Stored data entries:

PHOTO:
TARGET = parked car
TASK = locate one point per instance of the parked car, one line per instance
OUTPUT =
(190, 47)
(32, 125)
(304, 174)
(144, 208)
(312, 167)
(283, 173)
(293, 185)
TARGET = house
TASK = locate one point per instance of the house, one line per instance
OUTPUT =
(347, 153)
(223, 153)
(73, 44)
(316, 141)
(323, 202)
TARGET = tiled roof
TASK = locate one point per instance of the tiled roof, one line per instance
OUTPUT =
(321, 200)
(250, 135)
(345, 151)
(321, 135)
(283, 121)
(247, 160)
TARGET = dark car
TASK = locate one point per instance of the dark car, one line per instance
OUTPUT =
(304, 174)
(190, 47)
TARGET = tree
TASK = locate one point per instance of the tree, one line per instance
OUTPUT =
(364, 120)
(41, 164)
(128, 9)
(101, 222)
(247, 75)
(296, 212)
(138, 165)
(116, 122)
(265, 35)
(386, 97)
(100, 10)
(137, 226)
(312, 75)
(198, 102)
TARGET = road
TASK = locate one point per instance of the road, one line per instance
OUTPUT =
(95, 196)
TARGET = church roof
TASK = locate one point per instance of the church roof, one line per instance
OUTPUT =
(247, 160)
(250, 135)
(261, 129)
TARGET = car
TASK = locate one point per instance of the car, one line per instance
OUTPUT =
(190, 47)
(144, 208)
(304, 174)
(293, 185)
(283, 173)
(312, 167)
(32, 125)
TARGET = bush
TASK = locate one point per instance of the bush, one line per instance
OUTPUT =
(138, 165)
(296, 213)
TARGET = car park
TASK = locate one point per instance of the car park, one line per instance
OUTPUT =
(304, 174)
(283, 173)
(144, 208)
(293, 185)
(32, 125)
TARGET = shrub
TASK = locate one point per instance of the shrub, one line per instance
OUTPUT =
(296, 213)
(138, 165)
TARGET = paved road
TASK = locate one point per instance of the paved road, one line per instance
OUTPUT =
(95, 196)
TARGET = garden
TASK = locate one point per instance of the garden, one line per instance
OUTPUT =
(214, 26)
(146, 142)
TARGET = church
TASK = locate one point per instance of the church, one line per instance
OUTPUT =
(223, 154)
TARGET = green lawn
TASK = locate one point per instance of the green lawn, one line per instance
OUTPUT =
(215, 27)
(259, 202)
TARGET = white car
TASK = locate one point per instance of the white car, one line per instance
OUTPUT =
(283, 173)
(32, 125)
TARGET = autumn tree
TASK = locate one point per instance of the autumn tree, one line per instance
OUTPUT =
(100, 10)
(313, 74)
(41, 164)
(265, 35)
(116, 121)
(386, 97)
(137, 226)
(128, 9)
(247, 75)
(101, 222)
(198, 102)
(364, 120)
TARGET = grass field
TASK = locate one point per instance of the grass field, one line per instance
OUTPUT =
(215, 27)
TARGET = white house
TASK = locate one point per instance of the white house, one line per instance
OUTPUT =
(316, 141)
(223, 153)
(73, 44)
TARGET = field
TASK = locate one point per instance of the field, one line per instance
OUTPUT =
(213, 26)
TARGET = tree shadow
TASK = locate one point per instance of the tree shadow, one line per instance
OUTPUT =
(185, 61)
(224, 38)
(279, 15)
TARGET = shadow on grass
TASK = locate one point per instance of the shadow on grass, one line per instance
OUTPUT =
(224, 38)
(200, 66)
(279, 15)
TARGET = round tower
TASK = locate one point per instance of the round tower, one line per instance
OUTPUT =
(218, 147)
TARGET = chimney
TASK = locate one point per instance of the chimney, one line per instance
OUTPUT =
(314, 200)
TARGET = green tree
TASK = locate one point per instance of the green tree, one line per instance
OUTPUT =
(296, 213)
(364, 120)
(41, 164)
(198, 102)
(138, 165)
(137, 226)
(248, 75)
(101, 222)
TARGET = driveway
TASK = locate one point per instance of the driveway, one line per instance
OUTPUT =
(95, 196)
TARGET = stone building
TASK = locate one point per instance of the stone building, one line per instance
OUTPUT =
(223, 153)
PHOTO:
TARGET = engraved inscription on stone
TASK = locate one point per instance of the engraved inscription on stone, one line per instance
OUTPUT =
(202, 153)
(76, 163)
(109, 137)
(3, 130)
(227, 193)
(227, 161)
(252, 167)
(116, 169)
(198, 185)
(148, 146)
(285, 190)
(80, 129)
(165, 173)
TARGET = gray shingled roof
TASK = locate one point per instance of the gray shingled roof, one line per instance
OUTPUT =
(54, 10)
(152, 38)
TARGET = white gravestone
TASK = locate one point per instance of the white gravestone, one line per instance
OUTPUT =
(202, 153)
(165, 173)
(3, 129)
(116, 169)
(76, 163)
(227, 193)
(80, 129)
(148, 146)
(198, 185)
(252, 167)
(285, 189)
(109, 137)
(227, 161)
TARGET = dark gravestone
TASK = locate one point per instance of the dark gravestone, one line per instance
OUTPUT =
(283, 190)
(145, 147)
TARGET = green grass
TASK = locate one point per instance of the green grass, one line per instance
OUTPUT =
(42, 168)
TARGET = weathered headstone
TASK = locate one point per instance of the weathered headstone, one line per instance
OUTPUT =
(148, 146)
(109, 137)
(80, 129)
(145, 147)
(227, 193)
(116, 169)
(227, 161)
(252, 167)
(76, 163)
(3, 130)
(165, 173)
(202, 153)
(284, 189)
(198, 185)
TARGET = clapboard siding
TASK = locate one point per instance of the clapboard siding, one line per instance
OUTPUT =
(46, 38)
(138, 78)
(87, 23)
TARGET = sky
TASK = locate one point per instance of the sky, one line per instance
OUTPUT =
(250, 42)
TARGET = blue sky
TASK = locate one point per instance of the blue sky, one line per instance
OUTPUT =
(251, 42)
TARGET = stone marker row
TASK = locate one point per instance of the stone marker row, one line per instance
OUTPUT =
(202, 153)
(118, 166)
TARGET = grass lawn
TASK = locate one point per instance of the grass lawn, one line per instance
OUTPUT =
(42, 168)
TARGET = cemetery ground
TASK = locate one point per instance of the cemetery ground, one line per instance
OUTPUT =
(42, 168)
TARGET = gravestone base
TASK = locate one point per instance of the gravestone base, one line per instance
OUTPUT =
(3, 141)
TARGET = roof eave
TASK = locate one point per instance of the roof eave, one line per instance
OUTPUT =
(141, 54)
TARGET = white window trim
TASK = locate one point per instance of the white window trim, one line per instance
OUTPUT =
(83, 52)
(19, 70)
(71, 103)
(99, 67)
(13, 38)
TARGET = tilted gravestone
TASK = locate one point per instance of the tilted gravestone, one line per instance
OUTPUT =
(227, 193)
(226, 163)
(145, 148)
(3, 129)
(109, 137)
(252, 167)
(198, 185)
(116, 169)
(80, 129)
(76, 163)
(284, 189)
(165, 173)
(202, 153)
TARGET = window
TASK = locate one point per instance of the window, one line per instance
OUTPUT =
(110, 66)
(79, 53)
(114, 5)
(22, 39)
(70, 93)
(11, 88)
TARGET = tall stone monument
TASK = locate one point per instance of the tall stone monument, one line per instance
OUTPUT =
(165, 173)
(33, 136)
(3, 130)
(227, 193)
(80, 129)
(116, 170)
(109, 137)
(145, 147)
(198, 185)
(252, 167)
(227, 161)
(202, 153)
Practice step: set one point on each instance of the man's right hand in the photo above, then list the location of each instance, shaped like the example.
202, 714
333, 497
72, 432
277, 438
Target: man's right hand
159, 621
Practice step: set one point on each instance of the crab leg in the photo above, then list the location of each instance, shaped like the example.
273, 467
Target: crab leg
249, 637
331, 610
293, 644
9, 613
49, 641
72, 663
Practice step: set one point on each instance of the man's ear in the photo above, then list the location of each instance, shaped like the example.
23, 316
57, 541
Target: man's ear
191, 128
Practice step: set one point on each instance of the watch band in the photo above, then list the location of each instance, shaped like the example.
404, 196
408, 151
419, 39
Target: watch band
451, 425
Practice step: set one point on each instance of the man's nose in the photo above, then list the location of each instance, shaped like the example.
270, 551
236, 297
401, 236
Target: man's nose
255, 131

### What the task requires
From the first line of the data above to the line holding "TASK = locate one point per instance of the house, one", reproduce each line exactly; emit no other lines.

### Answer to this exercise
PHOTO:
TARGET = parked car
TASK = locate one point per instance of the parked car, one line per instance
OUTPUT =
(190, 47)
(32, 125)
(304, 174)
(144, 208)
(312, 167)
(283, 173)
(293, 185)
TARGET = house
TASK = locate one point per instance of the house, one line per instance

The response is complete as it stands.